■ **Exercise**
An exact copy of every entry is needed, without the pictures.

+ + +

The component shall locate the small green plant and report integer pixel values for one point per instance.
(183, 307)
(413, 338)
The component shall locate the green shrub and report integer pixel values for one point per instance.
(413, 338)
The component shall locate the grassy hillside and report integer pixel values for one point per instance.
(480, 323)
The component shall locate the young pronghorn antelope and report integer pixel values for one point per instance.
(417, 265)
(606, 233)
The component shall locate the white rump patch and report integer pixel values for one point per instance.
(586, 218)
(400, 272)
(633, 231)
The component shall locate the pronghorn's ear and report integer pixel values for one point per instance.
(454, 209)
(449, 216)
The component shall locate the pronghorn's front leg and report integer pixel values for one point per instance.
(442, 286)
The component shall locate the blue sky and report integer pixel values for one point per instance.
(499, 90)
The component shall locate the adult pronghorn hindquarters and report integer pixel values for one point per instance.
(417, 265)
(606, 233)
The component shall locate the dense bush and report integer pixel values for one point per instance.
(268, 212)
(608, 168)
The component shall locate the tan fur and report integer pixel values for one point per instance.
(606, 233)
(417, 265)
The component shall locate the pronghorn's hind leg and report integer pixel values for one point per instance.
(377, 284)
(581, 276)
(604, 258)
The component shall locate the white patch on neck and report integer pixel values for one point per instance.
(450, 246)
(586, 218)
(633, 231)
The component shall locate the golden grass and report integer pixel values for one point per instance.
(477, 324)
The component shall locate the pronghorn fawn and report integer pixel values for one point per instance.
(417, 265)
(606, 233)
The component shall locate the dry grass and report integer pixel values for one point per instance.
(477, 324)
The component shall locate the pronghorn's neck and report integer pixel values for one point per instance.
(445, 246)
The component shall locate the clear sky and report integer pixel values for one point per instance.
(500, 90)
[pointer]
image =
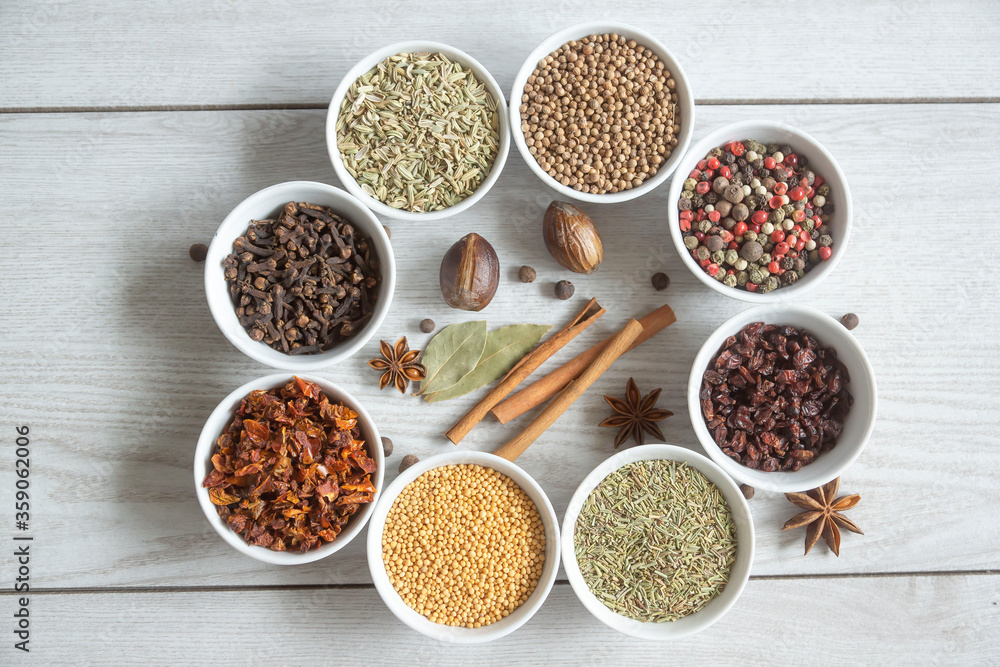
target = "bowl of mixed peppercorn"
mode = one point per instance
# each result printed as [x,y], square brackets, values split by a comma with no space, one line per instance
[782,397]
[759,211]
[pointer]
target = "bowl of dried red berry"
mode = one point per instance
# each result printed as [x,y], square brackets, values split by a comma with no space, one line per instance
[782,397]
[288,469]
[759,211]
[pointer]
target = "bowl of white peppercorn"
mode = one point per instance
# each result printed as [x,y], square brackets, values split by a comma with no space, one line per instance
[760,211]
[601,112]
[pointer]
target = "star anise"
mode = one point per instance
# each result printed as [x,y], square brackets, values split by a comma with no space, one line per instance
[399,365]
[823,515]
[635,416]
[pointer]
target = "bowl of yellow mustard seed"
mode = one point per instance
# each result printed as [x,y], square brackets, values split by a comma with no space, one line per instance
[464,547]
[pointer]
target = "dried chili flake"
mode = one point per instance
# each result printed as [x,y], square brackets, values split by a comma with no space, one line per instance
[290,469]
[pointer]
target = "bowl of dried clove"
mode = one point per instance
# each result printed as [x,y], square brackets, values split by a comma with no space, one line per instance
[782,397]
[300,275]
[288,493]
[418,131]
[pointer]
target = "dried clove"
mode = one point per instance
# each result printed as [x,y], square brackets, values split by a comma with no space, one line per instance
[303,282]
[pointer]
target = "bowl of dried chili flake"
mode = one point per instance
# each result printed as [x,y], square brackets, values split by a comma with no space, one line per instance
[782,397]
[288,469]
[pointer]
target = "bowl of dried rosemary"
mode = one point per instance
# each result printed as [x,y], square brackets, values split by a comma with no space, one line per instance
[418,131]
[299,276]
[658,542]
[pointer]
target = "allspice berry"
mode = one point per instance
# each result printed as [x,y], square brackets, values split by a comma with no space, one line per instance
[470,273]
[198,252]
[751,251]
[407,461]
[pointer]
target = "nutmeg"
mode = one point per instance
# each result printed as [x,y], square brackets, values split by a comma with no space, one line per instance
[572,238]
[470,273]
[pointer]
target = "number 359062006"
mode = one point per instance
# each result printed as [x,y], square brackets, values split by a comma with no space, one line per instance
[22,470]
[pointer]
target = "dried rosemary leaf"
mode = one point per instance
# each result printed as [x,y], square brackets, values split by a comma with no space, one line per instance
[418,132]
[655,541]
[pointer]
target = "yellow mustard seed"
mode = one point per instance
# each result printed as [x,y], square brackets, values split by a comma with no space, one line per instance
[463,545]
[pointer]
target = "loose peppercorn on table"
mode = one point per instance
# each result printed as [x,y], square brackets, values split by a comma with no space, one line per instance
[128,134]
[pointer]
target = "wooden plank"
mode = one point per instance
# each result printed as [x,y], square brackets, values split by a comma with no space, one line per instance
[872,620]
[111,356]
[190,52]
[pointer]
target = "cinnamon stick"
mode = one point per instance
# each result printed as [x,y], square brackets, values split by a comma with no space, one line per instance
[615,348]
[590,314]
[545,388]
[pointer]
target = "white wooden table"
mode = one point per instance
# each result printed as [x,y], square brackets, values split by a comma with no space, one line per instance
[127,134]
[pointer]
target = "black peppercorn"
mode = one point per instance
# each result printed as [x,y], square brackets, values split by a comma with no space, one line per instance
[198,252]
[407,461]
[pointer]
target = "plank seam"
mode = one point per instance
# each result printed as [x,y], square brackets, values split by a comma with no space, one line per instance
[307,105]
[558,582]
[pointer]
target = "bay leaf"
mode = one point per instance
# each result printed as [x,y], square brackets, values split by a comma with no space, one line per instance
[504,348]
[452,354]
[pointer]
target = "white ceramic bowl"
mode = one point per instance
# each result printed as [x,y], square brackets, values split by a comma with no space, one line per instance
[446,633]
[216,424]
[369,62]
[268,203]
[738,576]
[857,427]
[685,106]
[821,161]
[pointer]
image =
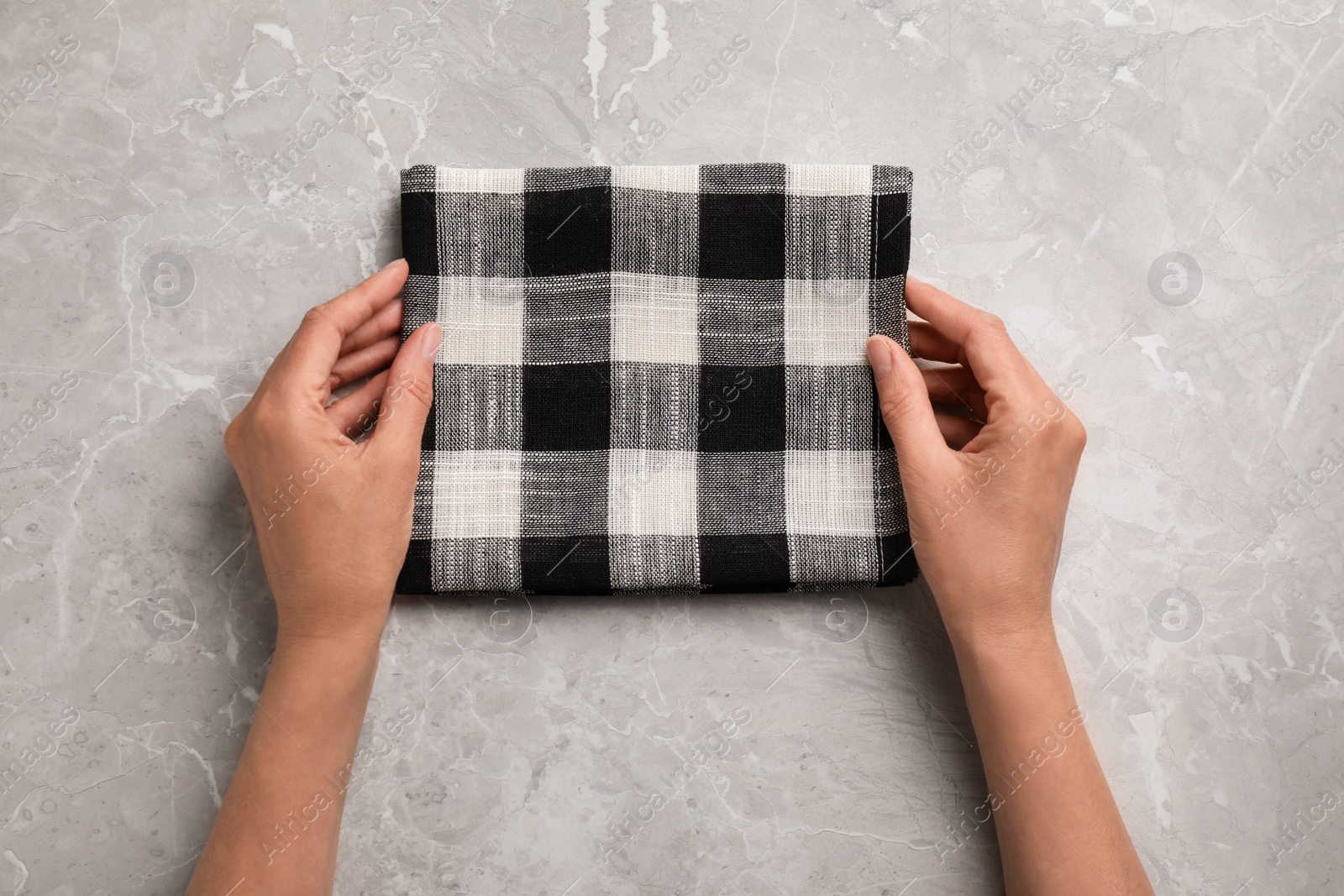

+ + +

■ **Answer to this exercise**
The component shall locate the small green plant and report integer pixel values for one point per instance.
(183, 307)
(413, 338)
The component shall locate the green shrub and report integer pixel values for one point per instance.
(413, 338)
The component shall locate the grassy hillside and report integer pixel values for one point per instance.
(480, 323)
The component shall locate the young pronghorn antelope and report integer pixel values for one point per instance.
(417, 265)
(606, 233)
The component shall locate the white rump patch and report integer pixel values for one point per instance.
(586, 218)
(400, 272)
(633, 231)
The component shall locate the pronghorn's ear and report integer pixel values for one point per instance.
(454, 209)
(449, 216)
The component shall locate the pronghorn's front leg and report integer pixel values for one point per instance.
(442, 286)
The component shall locate the blue sky and report integer pixel values for one point per instance.
(499, 90)
The component shall locate the adult pronghorn hindquarters and report integer pixel values for one point per instance.
(417, 265)
(606, 233)
The component shall locate the dense bush and report integer pixel values for one point per instance.
(268, 212)
(608, 168)
The component shall locate the tan fur and report integer pixel values for one point per instance.
(606, 233)
(417, 265)
The component shall locate the pronghorn's hind leg and report integer pixel values for one point per instance.
(377, 284)
(581, 276)
(604, 258)
The component shall locate the white patch on neck and report integer pixel values for one point per instance.
(450, 246)
(586, 218)
(633, 231)
The component shall locate the golden grass and report integer pixel values for one point per instance.
(477, 324)
The component shall locate the pronghorn fawn and report integer pixel values for one point per instance.
(417, 265)
(606, 233)
The component shall locate the dry grass and report integer pixel values for one point per instance.
(477, 324)
The component shall locate the pronghorn's neck and report integer pixel values for one point per instance.
(445, 246)
The component shall locate the clear sky and report integer pixel values for one point per instance.
(500, 90)
[pointer]
image =
target = "bowl of mixed peppercorn"
mode = one point per instance
# each result printed as [x,y], square brackets, values split by a comma with no space, one line per instance
[782,397]
[759,211]
[pointer]
target = "bowl of dried red berry"
mode = one point per instance
# each result printed as [x,y], square brackets, values split by a comma with no space, one line per instance
[782,397]
[288,469]
[759,211]
[pointer]
target = "bowl of white peppercorn"
mode = one point per instance
# each result printed as [x,y], square brackets, values split by a comma with no space, one line per instance
[760,211]
[601,112]
[pointer]
target = "star anise"
mode = one point per instance
# each result printed as [x,y], square brackets, values split by a comma with no space, one line per instance
[399,365]
[823,515]
[635,416]
[pointer]
target = "bowl of yellow mustard seed"
mode = one point per instance
# each result printed as [x,y], square brackets, values split by a comma with no space, one line per instance
[464,547]
[pointer]
target = "dried chili flake"
mode = one point per instance
# each result printed as [x,y], square brackets, values split by a comma with no space, one line per instance
[290,469]
[pointer]
target = "bowl of dried clove"
mode = one point per instance
# each result printed as [x,y], square brackets, values split by a comma with no space, one line per instance
[782,397]
[300,275]
[288,493]
[418,131]
[pointer]
target = "dried clove"
mode = one point per instance
# each result printed as [x,y], square brackets, values split by a comma with no space, one line per instance
[303,282]
[pointer]
target = "bowl of dried chili flake"
mode = one point per instance
# each result printed as [x,y], square brackets, values split by a comma with no space, one line per instance
[782,397]
[288,469]
[pointer]
target = "bowl of dried rosemary"
mode = one point per instance
# each result printed as [x,y], square brackets, values split by a comma with no space, one line per instance
[418,131]
[299,276]
[658,542]
[pointer]
target = "allspice berry"
mode = one point per instance
# each result printed as [x,y], square brackets, values split by a comma with no space, one line per instance
[470,273]
[198,252]
[751,251]
[407,461]
[pointer]
target = "nutmeg"
mode = one point per instance
# each result printed as [x,y], square brackets, values split by a comma with no space, one line per instance
[572,238]
[470,273]
[pointer]
target = "number 359062006"
mode = one point per instance
# each result printed as [x,y], square brackets, values split by a comma with no space, one line per instance
[22,470]
[pointer]
target = "dried rosemary leaf"
mode = one point per instance
# each result printed as [x,y], square brackets, values split by a comma with no space, one line per instance
[418,132]
[655,541]
[pointer]
target = "yellow mustard seed"
mode = one point per instance
# each result printed as [x,y], square brackets, values split by a comma with no space, one line per instance
[463,545]
[pointer]
target = "loose peppercorn on table"
mode = one point per instance
# each result printed as [x,y], square brackets, values split by a comma with no space, one line per instance
[128,134]
[pointer]
target = "wooden plank"
mode = one point per instance
# each result printed as [x,y], square brackets, values split by a comma with no space, one line per instance
[872,620]
[111,356]
[190,52]
[pointer]
target = "cinnamon stick"
mode = one point per instance
# each result printed as [x,y], square brackets, values split by a comma with no space, one line per instance
[615,348]
[590,314]
[545,388]
[pointer]
target = "white wooden table"
mode = one point per instance
# each result printed as [x,y], square brackets, values split by a comma with no space, one line per instance
[127,134]
[pointer]
target = "black peppercorn"
mode = one point per instance
# each result printed as [x,y], square brackets, values split by a comma with no space, one line per instance
[198,252]
[407,461]
[pointer]
target = "plank seam"
mode = one point per instance
# each result printed as [x,y], square brackets, values split by a comma with no space, one line per instance
[307,105]
[558,582]
[pointer]
target = "bay leaf"
mode = one point per instance
# each result printed as [x,y], square brackets, values split by a comma with no space, one line per instance
[504,348]
[452,354]
[pointer]
target = "white ceramic bowl"
mode = one point per instance
# each result printed as [x,y], square brackets, values split by a comma with no space, one line per instance
[446,633]
[216,424]
[369,62]
[268,203]
[738,576]
[857,427]
[685,106]
[821,161]
[pointer]
image =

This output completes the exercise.